::: PASSAGE TO READ :::

But this morality has no deep character, and was not the fruit of an active and rich living faith. It was natural virtue, baptized with the water, but not with the fire of Christianity; such a virtue as we often meet with still in monasticism, consisting in legal ascetic exercises, victory over sensual appetites, the avoidance of all gross outbreaks of sin, discipline of the will and self-mastery, full of self-righteousness, and perhaps also, unconsciously, of spiritual pride. This morality rests mainly in externals. It proceeds not from a real change of the inmost mind, from the force of that humble love, which stripped of all self-reliance casts itself unreservedly upon the mercy of God. Pelagius had no fiery sensuality to contend with probably, as Augustine had; he was not called to pass through such mighty conflicts and decisive crises. His life was quietly developed in its own direction, he was happily successful in repressing all tendencies to gross sin, and in securing a certain capacity of moral self-government; but this precisely served to increase his high opinion of the power of the will, his confidence in himself. He had the monkish imagination,

that man is able, in the pursuit of perfection, (an object within his reach even in this world,) to go beyond what the law requires at his hands; since he voluntarily assumed the vows of poverty, obedience, and celibacy. As a bishop once quoted that great word of Augustine: "My God, grant unto me what thou requirest, and require of me what thou wilt," Pelagius became excited; he thought the freedom of the will endangered; he was not able to rise to the conception, that the fountain from which the moral law comes, is that from which must flow also the power that is needed for its fulfilment. In short, the morality of Pelagius was dissevered from faith, which was in his view for the most part only such a dead belief as is contended against by James. It is characteristic of all Pelagian tendencies, of Rationalism for instance, that they undervalue doctrine and faith, and place the substance of Christianity in its moral precepts. The sermon on the mount, accordingly, and the epistle of James, are in their view of far more weight than the discourses of the Lord as given by John or the epistle to the Romans. It commences with that, which properly can be only a consequence. Pelagianism stands in close consanguinity with Rationalism, although Pelagius did not carry out his system to this point. Rationalism is simply the form in which Pelagianism becomes at last theoretically complete. The high opinion which the Pelagian holds of the natural will, is transferred with equal right by the Rationalist to the natural reason; and as the first feels able to dispense with the assistance of grace in the work of moral improvement, so the last holds itself equally competent to advance in the knowledge of divine things without the light of revelation. The divinity of Pelagianism, so far as its practical tendency may require it to have any, is rationalistic; the morality of Rationalism is out and out Pelagian.

::: DATASET RECORDS :::

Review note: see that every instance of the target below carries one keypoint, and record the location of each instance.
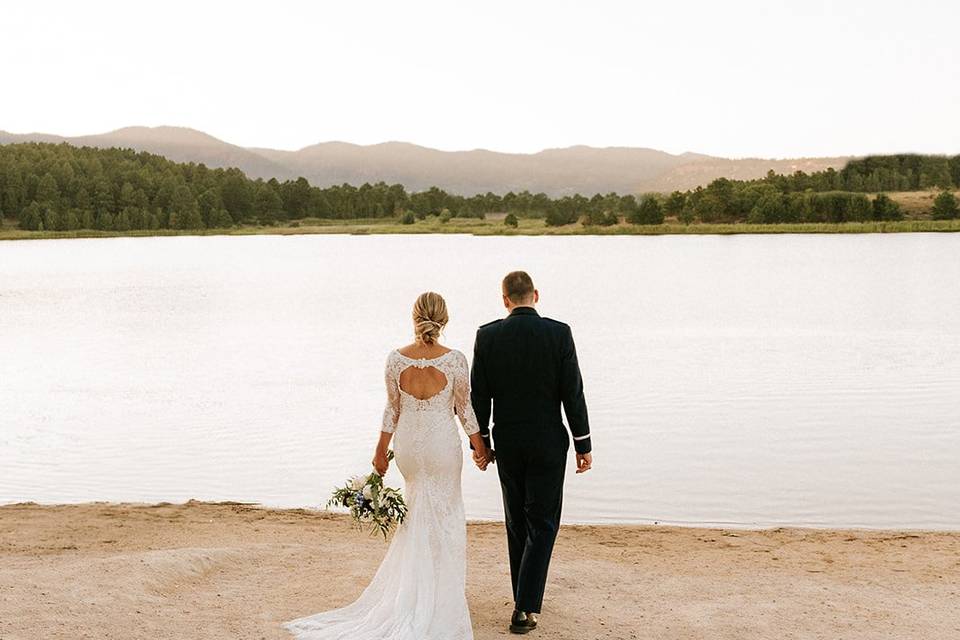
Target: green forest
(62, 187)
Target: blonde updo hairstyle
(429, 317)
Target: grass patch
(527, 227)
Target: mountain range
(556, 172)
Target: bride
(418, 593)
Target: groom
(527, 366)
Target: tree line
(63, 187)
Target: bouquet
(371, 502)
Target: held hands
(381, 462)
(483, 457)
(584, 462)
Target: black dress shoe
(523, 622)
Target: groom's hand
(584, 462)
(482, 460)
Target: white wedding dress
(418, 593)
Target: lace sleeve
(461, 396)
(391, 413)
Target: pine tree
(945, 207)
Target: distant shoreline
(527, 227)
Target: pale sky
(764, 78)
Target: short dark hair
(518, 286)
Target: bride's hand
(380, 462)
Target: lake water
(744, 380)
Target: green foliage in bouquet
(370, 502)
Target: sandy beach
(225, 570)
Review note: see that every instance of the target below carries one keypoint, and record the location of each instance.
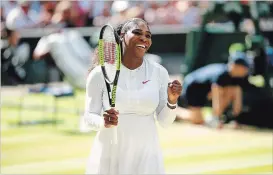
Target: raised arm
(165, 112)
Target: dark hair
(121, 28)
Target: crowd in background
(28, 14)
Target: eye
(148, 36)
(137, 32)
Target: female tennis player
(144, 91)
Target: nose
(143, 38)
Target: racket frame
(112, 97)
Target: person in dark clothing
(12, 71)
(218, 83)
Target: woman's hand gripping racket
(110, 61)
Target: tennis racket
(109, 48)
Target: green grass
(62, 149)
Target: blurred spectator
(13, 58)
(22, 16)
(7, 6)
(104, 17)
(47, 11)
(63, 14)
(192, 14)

:::
::: DATASET RECORDS :::

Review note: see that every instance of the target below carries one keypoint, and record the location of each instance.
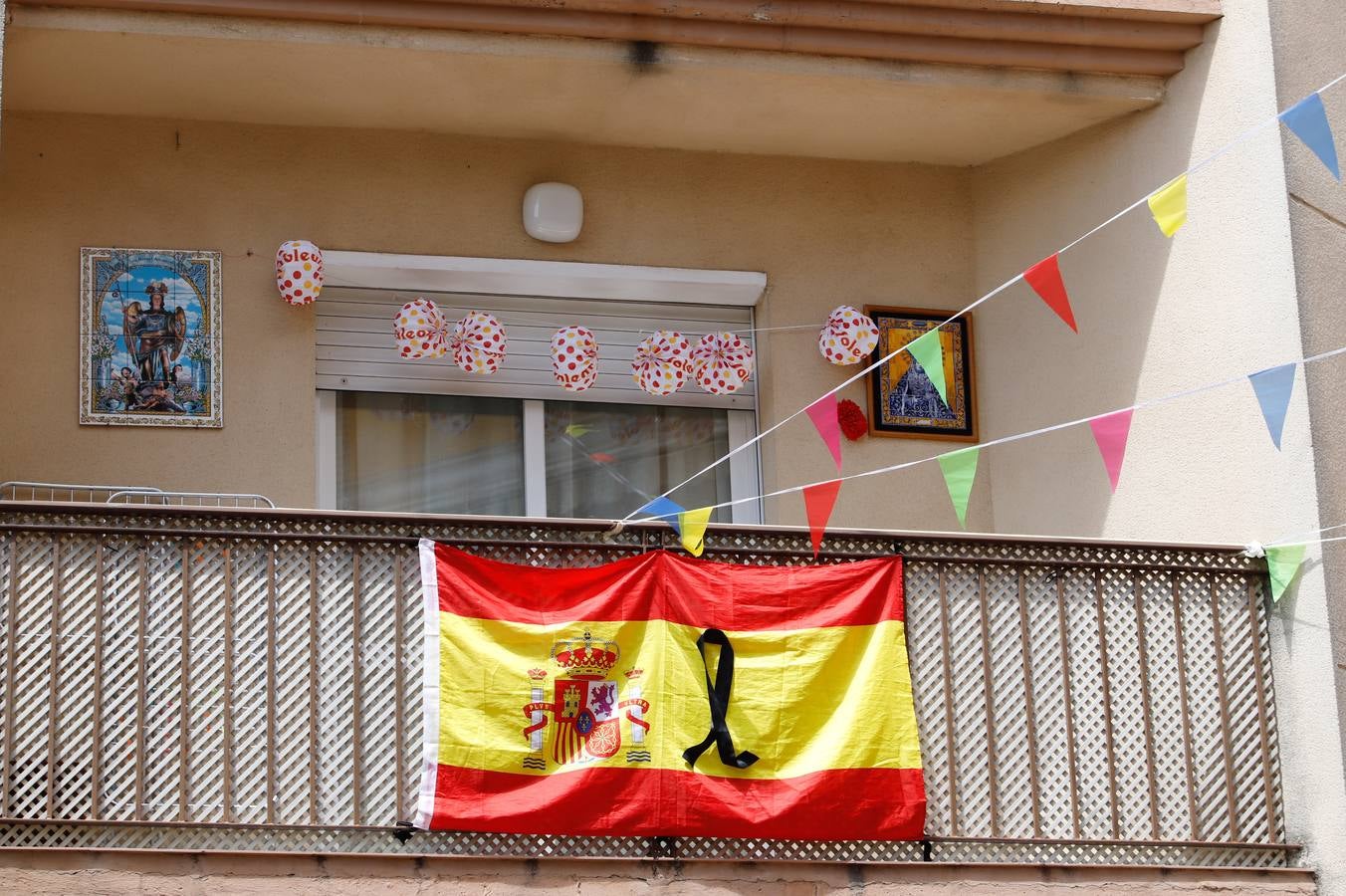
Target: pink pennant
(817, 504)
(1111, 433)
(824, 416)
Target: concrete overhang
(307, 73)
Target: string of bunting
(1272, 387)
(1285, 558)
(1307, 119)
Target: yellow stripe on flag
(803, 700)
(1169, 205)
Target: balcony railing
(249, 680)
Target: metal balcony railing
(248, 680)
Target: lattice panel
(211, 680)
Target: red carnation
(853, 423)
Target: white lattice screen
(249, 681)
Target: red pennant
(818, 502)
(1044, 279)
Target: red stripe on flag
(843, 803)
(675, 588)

:::

■ TASK TO CARRY OUT: Please say which vows Pelagius voluntarily assumed, according to the passage on Pelagius. You can leave the records aside.

■ ANSWER BOX: The vows of poverty, obedience, and celibacy.